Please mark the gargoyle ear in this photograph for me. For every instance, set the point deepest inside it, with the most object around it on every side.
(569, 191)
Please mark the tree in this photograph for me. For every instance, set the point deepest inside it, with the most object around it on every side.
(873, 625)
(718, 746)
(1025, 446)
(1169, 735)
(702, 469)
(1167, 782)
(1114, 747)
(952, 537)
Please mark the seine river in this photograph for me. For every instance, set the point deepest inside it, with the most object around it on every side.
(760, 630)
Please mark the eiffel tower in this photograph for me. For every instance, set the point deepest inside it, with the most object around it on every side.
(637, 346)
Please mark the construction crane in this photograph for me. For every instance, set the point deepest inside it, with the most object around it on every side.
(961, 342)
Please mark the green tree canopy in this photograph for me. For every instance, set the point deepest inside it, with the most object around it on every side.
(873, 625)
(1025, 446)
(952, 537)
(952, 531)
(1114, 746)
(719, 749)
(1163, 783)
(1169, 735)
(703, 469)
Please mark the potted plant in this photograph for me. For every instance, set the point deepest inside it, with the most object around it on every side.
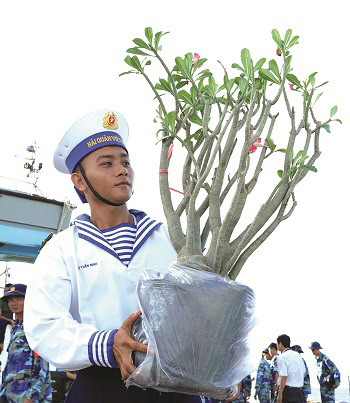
(226, 129)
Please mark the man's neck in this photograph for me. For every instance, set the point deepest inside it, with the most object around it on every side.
(110, 216)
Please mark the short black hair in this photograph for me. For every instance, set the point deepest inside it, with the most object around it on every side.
(284, 339)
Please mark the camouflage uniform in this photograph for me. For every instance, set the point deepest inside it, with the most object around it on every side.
(25, 375)
(264, 381)
(247, 386)
(326, 367)
(307, 385)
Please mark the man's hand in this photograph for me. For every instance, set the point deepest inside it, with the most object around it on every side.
(124, 345)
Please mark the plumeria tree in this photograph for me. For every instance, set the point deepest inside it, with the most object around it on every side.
(217, 121)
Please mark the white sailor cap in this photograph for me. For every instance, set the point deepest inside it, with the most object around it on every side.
(97, 129)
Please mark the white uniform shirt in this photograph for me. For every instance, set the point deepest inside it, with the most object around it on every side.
(291, 365)
(81, 292)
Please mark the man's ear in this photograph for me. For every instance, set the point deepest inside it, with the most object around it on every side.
(78, 181)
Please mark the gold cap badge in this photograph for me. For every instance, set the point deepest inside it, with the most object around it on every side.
(110, 121)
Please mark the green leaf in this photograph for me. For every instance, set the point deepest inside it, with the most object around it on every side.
(136, 64)
(166, 85)
(293, 171)
(274, 68)
(246, 61)
(299, 153)
(183, 67)
(186, 97)
(127, 60)
(326, 82)
(287, 36)
(195, 119)
(302, 159)
(317, 98)
(237, 66)
(137, 51)
(270, 143)
(277, 38)
(334, 110)
(327, 128)
(293, 79)
(308, 168)
(259, 64)
(169, 121)
(181, 84)
(288, 63)
(267, 75)
(127, 72)
(293, 42)
(149, 34)
(141, 43)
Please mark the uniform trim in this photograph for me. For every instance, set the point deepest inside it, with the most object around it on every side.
(87, 231)
(100, 349)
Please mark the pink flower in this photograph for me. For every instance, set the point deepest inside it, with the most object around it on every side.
(170, 150)
(196, 57)
(253, 147)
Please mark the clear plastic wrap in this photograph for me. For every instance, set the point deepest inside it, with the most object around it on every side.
(196, 324)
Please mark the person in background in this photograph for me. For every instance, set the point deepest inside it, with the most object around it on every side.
(26, 377)
(6, 317)
(291, 370)
(328, 374)
(274, 369)
(247, 387)
(307, 385)
(263, 379)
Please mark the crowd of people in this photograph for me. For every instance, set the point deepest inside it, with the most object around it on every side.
(66, 320)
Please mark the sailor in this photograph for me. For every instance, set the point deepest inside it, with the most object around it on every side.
(263, 379)
(328, 374)
(307, 385)
(26, 377)
(81, 305)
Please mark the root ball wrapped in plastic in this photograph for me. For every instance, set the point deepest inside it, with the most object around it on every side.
(196, 325)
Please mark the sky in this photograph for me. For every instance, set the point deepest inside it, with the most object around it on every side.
(62, 60)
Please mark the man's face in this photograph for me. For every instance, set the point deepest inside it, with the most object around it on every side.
(109, 171)
(16, 304)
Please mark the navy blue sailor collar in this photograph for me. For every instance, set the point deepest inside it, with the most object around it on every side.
(145, 226)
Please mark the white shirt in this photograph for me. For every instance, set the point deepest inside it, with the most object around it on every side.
(291, 365)
(81, 293)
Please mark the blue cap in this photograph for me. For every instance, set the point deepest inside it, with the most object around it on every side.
(315, 346)
(98, 129)
(16, 290)
(296, 347)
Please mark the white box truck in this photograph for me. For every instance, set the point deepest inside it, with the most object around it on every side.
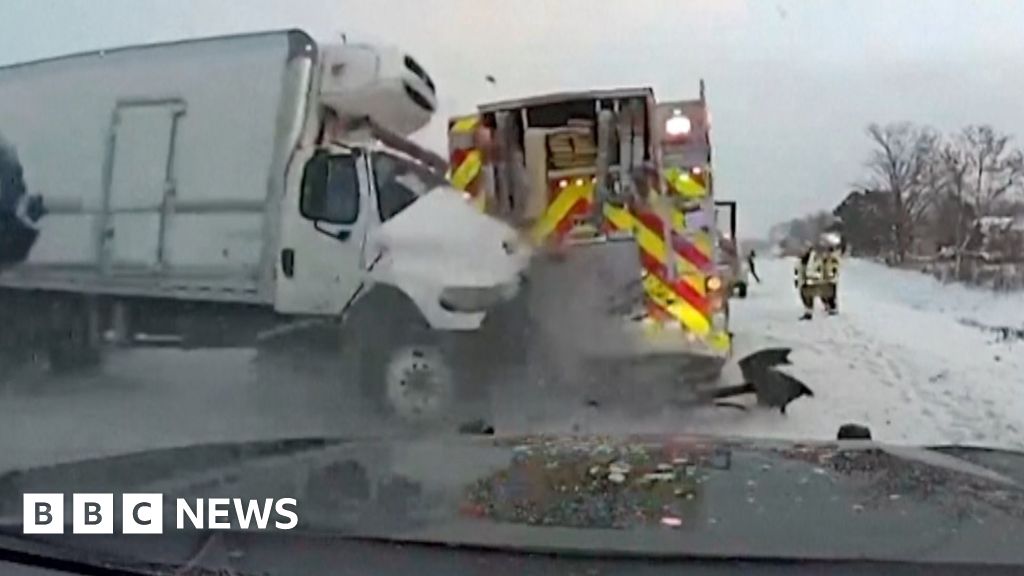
(188, 187)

:::::

### [The problem]
Multiply each point coordinate by 2.25 and round it to a whole number, rounding halves up. Write out the data above from the line with "Please mark the sky" through the end with those new coordinates, keep every other line's wording unchanged, and leave out the pictures.

### [Exercise answer]
Please mark the sky in this photograph for me. For every instance, set the point deepest inside it, with the most object around it on every side.
(140, 135)
Please mark the man's face in this photograph for me. For every instance, set the point deepest inside it, with the most object around it on every side.
(245, 385)
(36, 684)
Please mark the navy blue sailor collar in this photograph for me. For every instance, set the point deepest inside it, with the most object around it on every side.
(326, 509)
Please mark the white shirt in this photograph for me. For every instance, set the point deepest inside it, with the most object around it on every side.
(655, 821)
(182, 659)
Please mark the blue cap in this photograph for me. For every instance, set the point deepest inside it, with the most object around it on every side.
(709, 779)
(221, 290)
(36, 653)
(666, 781)
Please mark the white box truck in this photograph for me. For every instance, set the point deepest inside it, with the most object around it on every side.
(423, 421)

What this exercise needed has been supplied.